(Records of labeled points)
►
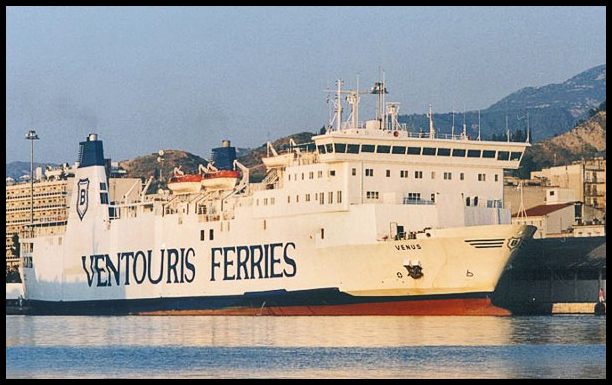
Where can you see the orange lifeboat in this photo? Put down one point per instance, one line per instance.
(181, 183)
(220, 180)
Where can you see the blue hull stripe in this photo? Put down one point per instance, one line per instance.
(276, 298)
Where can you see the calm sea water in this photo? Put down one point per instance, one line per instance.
(306, 347)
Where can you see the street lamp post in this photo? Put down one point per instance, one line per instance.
(32, 136)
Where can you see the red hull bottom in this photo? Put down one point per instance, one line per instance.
(465, 307)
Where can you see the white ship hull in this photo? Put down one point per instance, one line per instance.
(374, 222)
(151, 264)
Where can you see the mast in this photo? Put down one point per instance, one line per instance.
(432, 132)
(380, 90)
(478, 124)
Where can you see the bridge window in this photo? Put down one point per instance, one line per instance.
(488, 154)
(429, 151)
(515, 155)
(503, 155)
(444, 152)
(352, 149)
(398, 150)
(367, 148)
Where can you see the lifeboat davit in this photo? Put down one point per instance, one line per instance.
(185, 184)
(220, 180)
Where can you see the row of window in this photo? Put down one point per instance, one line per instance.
(311, 174)
(447, 175)
(348, 148)
(315, 197)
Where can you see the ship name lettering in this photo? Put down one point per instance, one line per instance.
(129, 267)
(253, 262)
(408, 247)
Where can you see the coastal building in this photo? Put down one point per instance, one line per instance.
(554, 220)
(587, 178)
(51, 197)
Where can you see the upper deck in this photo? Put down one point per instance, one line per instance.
(392, 146)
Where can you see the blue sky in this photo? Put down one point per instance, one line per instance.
(151, 78)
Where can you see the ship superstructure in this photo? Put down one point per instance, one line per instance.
(368, 219)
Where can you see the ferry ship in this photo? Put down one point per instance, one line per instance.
(368, 219)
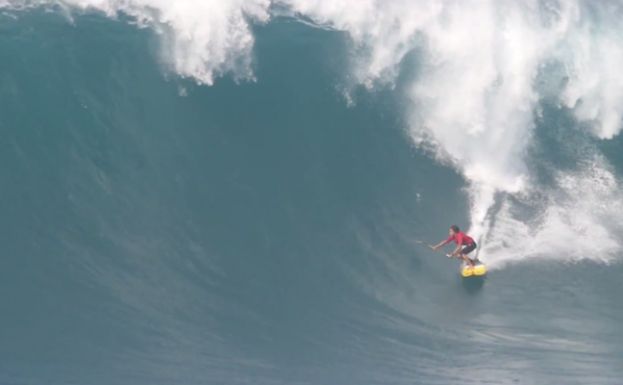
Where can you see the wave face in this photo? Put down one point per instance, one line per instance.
(230, 192)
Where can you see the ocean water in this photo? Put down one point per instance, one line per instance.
(232, 192)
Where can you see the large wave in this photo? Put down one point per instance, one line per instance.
(483, 69)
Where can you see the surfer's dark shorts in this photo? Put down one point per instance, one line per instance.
(469, 248)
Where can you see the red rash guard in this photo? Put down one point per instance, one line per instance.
(460, 238)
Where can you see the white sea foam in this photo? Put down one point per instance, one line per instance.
(577, 218)
(474, 95)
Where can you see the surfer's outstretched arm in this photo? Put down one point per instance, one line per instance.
(442, 243)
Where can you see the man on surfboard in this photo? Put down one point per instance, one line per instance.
(461, 239)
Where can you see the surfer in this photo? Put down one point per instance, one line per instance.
(461, 239)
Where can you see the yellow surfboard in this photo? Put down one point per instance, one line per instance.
(476, 271)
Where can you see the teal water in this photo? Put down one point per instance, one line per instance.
(156, 231)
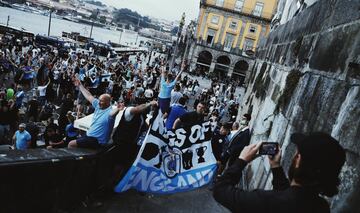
◄
What is asked: Scale the point coordinates in the entries by 1.1, rounding each to a whole number with halves going up. Rewrite every line in the stretch from the line containing "Where can you see the surfer's dark" through the end of the entries, leaving all other text unchanged and the pictures out.

Finished answer:
Where can you see the surfer's dark shorts in this photo? Put down one point per instance, one line per instance.
(516, 273)
Where can you see the red rash guard in this photo? Put down one point per instance, one line per instance.
(506, 262)
Where can you see the white sea foam in this photo? Put down one point per instance, one line per instance.
(635, 240)
(521, 105)
Where can you see the surfer's outstretched arm in this photo? Put down one point per instance, one line per instance.
(486, 267)
Where can you see the man on surfboard in this photo? Put down one point per instance, one line per instance.
(507, 263)
Where can you see the surfer in this photo? Put down one point per instance, one line per instance.
(507, 263)
Where can you see the yellow surfboard in this photo? Put down one point per instance, one line per instance.
(524, 298)
Where can you see the teal water in this photo? Put down one point per instance, one line per instance.
(172, 254)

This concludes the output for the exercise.